>> start Extracted text
Projectile motion with air resistance

[matineesuxxx]

Homework Statement

Model the trajectory of a projectile with an initial velocity $v_0$ that is subject to the force of drag.

Homework Equations

$F_{\text{d}} = \frac{1}{2}C_{\text{d}}\rho\text{A}(v(t))^2$

$v_x(t) = v_{0x} + \int_{t_0}^t a_x(t')\mathrm{d}t'$

The Attempt at a Solution

I really have no clue how to tackle this problem. I'm sort of leaning towards the idea of a differential equation solution, however I only have a small amount of DE's under my belt from calc 2.

I have done a fair amount of searching online, however every page that I've seen about this problem assumes drag force is linearly dependent on speed, or even assuming drag is constant. Would I gain enough insight solving the problem in which drag force is linear to make headway on the real life scenario?

 

[mfb]

If you replace F in your first equation with one of Newton's laws, you get a differential equation with the velocity and its time-derivative.

 

[rcgldr]

You need to express acceleration as an equation. mfb gave you a hint for how to do this.

Then note that acceleration = dv/dt, but in this case, acceleration will be a function of velocity:

dv/dt = a(v)

to deal with this rearrange it to:

dv/a(v) = dt

then integrate both sides to get velocity versus time (don't forget to include a constant of integration after integrating). You'll need to repeat this process again and integrate to get position versus time.

 

[matineesuxxx]

Thanks a lot, both of you. It's been a while since I've done DE's, so I didn't see what now seems so obvious!

So I get,

$F_{\text{d}} = -\frac{1}{2}C_{\text{d}}\rho \text{A}v^2 = m\frac{\text{d}v}{\text{d}t}$

which then leads me to,

$$ v(t) = \frac{2m}{K_1 + C_{\text{d}}\rho \text{A}t}$$,

where $K_1 = C_{\text{d}}\rho \text{A}mK_0$ and $K_0$ is just the constant of integration.

 

[matineesuxxx]

You'll need to repeat this process again and integrate to get position versus time.

when I use $$ x(t) = x_0 + \int_{t_0}^{t_1} \frac{2mv_{0x}}{C_d \rho A v_{0x}t + 2m}dt $$

to get my displacement vs time graph I get $$x(t) = \frac{2m}{C_d \rho A}\ln\left(\frac{2m+C_d\rho A v_{0x}t}{2m}\right) $$

but this reduces to 0, not $x(t) = v_{0x}t$ if there is no drag. So is this correct, or have I made a mistake?

[edit] Sorry, I neglected to take a limit as c, p, or A went to zero

 

[matineesuxxx]

I'm thinking velocity should be:

$$ v(t) = \frac{1}{\frac{1}{v_0} - \frac{t}{C_{\text{d}}\rho \text{A}}}$$

Note that at t = 0, v = v0,and at t = ∞, v = 0.

Here's what I did:

let $\mu = C_d \rho A$ so then $-\frac{1}{2}\mu v^2 = m\frac{dv}{dt} \implies v\mu t = 2m - vK$.
>> end Extracted text
Aim of the exercise> Using the projectile motion thread, answer yes or no for each statement and quote the words that decide it: (a) the original poster says the pages found online assume drag is linear in speed or constant; (b) rcgldr says no constant of integration is needed; (c) mfb proposes replacing F in the first equation with one of Newton's laws.
>> start Information shown
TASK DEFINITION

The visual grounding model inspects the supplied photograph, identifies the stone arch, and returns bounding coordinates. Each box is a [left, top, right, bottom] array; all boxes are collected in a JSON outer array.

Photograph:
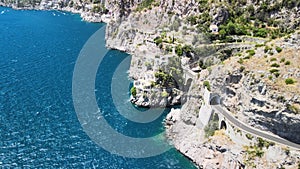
>> end Information shown
Task response>
(a) Yes: "every page that I've seen about this problem assumes drag force is linearly dependent on speed, or even assuming drag is constant."
(b) No: "don't forget to include a constant of integration after integrating."
(c) Yes: "If you replace F in your first equation with one of Newton's laws."